SET PROBLEM:
Arrange all of the records below as a numbered list, with blank lines left out.

STORED RECORDS:

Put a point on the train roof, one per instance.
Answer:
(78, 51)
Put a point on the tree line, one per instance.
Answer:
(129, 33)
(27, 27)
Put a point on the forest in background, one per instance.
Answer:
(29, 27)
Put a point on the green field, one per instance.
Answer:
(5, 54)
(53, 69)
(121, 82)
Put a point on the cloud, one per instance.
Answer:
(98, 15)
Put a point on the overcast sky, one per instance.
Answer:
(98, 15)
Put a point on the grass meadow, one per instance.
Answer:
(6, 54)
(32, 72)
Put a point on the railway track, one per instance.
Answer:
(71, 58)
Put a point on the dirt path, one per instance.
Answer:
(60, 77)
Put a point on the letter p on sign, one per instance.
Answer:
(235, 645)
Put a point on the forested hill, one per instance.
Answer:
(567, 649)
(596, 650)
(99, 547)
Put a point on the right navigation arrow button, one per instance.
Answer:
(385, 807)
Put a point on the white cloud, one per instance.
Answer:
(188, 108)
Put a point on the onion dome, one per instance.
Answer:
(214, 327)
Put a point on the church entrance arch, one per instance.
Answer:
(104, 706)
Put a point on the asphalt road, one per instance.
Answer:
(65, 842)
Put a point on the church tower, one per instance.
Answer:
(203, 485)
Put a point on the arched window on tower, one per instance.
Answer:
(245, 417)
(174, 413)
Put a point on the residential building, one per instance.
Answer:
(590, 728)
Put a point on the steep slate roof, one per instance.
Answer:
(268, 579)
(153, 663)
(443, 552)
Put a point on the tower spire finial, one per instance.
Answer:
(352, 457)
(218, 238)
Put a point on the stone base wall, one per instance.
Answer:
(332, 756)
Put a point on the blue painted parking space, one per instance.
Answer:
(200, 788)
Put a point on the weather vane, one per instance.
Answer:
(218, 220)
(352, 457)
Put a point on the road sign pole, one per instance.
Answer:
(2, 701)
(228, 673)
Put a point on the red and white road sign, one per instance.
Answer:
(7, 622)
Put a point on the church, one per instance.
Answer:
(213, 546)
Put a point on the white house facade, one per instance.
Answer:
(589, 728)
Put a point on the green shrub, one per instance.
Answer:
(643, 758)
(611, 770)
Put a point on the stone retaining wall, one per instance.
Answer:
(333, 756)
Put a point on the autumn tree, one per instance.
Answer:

EXERCISE OUTPUT:
1. Put a point on the train roof, one per instance.
2. Answer:
3. (78, 51)
4. Put a point on the tree line, one per instance.
5. Answer:
6. (129, 33)
7. (27, 27)
8. Put a point on the forest in background, one per instance.
9. Answer:
10. (29, 27)
11. Put a point on the green field, one per instance.
12. Answer:
13. (5, 54)
14. (53, 69)
15. (121, 82)
16. Put a point on the cloud, one per instance.
17. Answer:
18. (98, 15)
19. Put a point on the overcast sky, one per instance.
20. Answer:
21. (98, 15)
22. Put a point on the grass meadow, one per instance.
23. Answer:
24. (6, 54)
25. (32, 72)
26. Put a point on the railway track, one per instance.
27. Answer:
28. (71, 58)
29. Put a point on the dirt path, one per instance.
30. Answer:
31. (60, 77)
32. Put a point on the letter p on sign, one per instance.
33. Answer:
34. (235, 645)
35. Put a point on the forested hill, one per instance.
36. Answer:
37. (567, 649)
38. (596, 650)
39. (99, 547)
40. Put a point on the right navigation arrow button, one per instance.
41. Answer:
42. (385, 807)
43. Put a point on the white cloud, one per instance.
44. Answer:
45. (188, 108)
46. Put a point on the onion dome, one per instance.
47. Answer:
48. (214, 327)
49. Put a point on the church entrance arch, one per instance.
50. Answer:
51. (104, 706)
52. Put a point on the asphalt road, one per instance.
53. Answer:
54. (65, 842)
55. Put a point on the church tower, one per instance.
56. Answer:
57. (203, 485)
58. Put a point on the arched window on tower, one per instance.
59. Answer:
60. (245, 417)
61. (174, 413)
62. Put a point on the residential building, one per instance.
63. Answer:
64. (590, 728)
65. Put a point on the steep slate roof, one per instance.
66. Answer:
67. (268, 579)
68. (153, 663)
69. (443, 552)
70. Put a point on the tower spire finial, one per instance.
71. Answer:
72. (352, 457)
73. (218, 238)
74. Put a point on the stone base wall, one per instance.
75. Answer:
76. (332, 756)
77. Put a point on the blue painted parking space, one per instance.
78. Answer:
79. (200, 788)
80. Put a point on the weather vane, one per instance.
81. Answer:
82. (218, 220)
83. (352, 457)
84. Put a point on the road sign pole, one per instance.
85. Answer:
86. (2, 701)
87. (228, 673)
88. Put a point on the red and white road sign, one per instance.
89. Answer:
90. (7, 622)
91. Put a point on the church, one per instance.
92. Answer:
93. (213, 546)
94. Put a point on the white house facade, one per instance.
95. Answer:
96. (589, 728)
97. Put a point on the green shrub, one per instance.
98. Answer:
99. (643, 758)
100. (611, 770)
101. Put a point on the stone retaining wall, one per instance.
102. Answer:
103. (333, 756)
104. Put a point on the autumn tree, one per instance.
105. Answer:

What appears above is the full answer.